• **WHAT THE TASK REQUIRES**:
Count the lines in the listing below that contain the string "fabric", treating uppercase and lowercase letters as different, and reply with the number alone.

*** DATA RECORDS

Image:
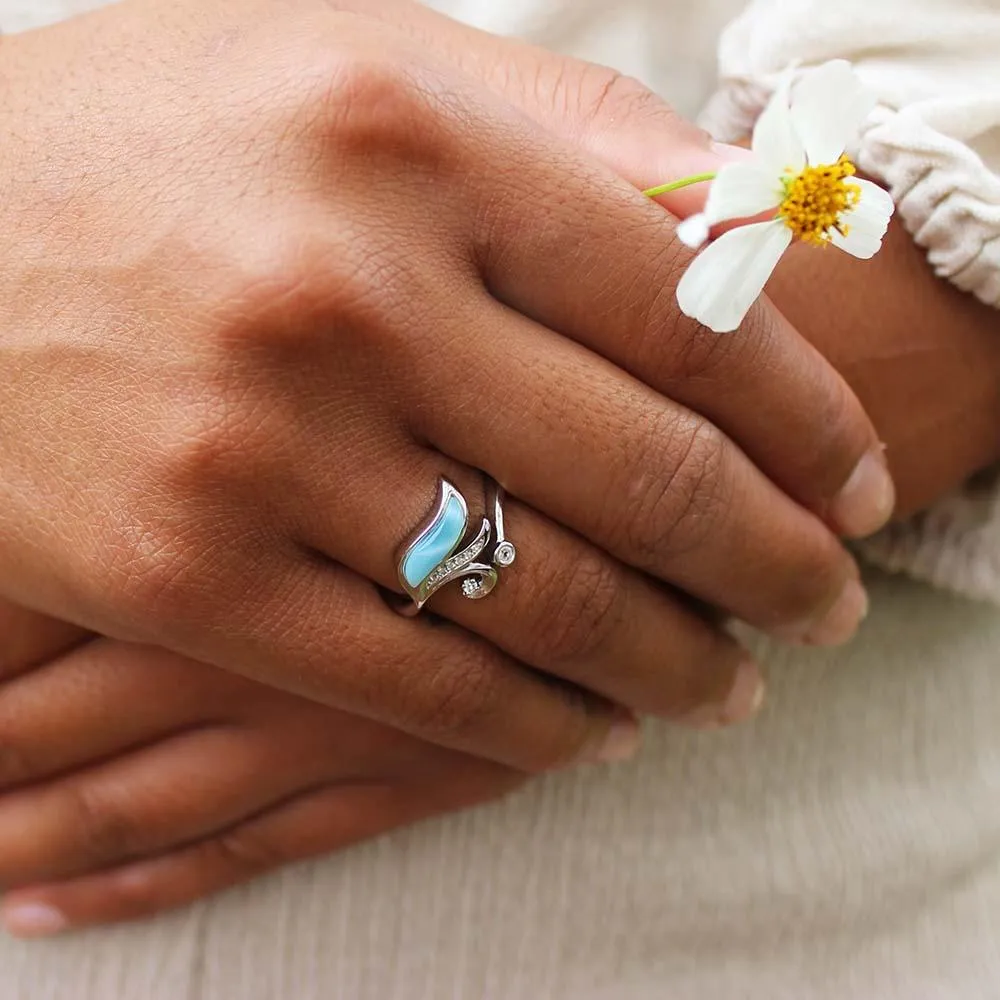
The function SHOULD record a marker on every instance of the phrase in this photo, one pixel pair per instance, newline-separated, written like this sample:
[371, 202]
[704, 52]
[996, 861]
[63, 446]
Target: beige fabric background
[847, 845]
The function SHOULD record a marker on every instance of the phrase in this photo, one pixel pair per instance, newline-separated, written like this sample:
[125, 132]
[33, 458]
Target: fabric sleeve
[934, 141]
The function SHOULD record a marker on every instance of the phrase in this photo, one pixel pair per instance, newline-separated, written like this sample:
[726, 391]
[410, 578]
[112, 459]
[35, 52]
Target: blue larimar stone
[436, 543]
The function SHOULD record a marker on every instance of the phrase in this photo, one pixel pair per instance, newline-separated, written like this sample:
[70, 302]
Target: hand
[283, 267]
[923, 357]
[132, 780]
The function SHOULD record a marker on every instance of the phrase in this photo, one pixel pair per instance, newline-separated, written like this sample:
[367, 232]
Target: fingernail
[743, 701]
[839, 623]
[867, 500]
[33, 920]
[622, 740]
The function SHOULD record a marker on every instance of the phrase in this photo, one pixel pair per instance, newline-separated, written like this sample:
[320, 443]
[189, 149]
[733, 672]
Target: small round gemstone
[504, 554]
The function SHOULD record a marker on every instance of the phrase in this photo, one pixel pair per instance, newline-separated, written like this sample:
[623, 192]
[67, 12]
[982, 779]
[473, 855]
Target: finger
[764, 385]
[565, 607]
[809, 431]
[28, 638]
[316, 823]
[56, 717]
[318, 630]
[638, 475]
[151, 799]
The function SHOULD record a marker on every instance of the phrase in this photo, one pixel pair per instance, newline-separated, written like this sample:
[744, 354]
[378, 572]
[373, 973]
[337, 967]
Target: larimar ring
[431, 558]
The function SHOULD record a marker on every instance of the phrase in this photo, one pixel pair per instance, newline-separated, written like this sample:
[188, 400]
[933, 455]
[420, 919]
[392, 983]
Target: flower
[798, 168]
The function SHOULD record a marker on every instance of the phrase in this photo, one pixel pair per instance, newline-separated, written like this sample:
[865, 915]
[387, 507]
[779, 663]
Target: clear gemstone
[504, 554]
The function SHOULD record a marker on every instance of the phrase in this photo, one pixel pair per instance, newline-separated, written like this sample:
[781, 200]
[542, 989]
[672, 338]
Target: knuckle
[579, 607]
[816, 576]
[674, 504]
[248, 852]
[372, 104]
[136, 893]
[695, 353]
[458, 696]
[838, 435]
[606, 94]
[17, 765]
[102, 829]
[159, 577]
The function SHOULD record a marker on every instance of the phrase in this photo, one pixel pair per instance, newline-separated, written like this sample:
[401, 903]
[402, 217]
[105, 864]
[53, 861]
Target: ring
[430, 559]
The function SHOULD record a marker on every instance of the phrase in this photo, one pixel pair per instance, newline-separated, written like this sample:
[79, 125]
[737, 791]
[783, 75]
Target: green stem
[676, 185]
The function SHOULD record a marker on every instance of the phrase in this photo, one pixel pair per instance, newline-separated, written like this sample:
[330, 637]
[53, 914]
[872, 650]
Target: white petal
[867, 222]
[693, 231]
[740, 190]
[776, 144]
[725, 279]
[829, 106]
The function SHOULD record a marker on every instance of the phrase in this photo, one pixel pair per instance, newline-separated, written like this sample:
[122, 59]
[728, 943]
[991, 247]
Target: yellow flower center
[816, 200]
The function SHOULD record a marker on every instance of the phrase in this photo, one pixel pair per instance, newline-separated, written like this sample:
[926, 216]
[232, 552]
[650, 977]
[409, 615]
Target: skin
[109, 824]
[96, 823]
[285, 265]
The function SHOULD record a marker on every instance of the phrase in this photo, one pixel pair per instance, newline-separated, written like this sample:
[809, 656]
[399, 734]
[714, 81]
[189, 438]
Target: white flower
[799, 169]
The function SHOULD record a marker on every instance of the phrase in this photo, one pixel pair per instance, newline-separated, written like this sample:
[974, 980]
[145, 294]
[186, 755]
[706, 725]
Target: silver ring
[431, 558]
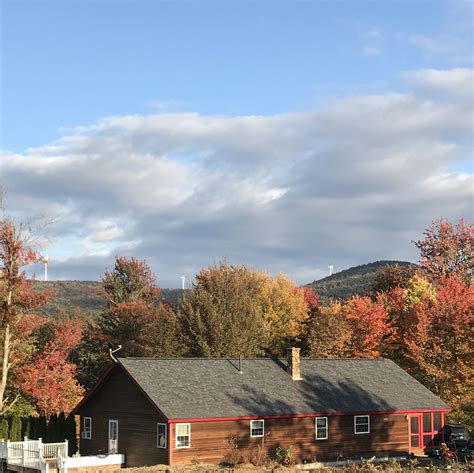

******

• **RESULT OF THE EXERCISE**:
2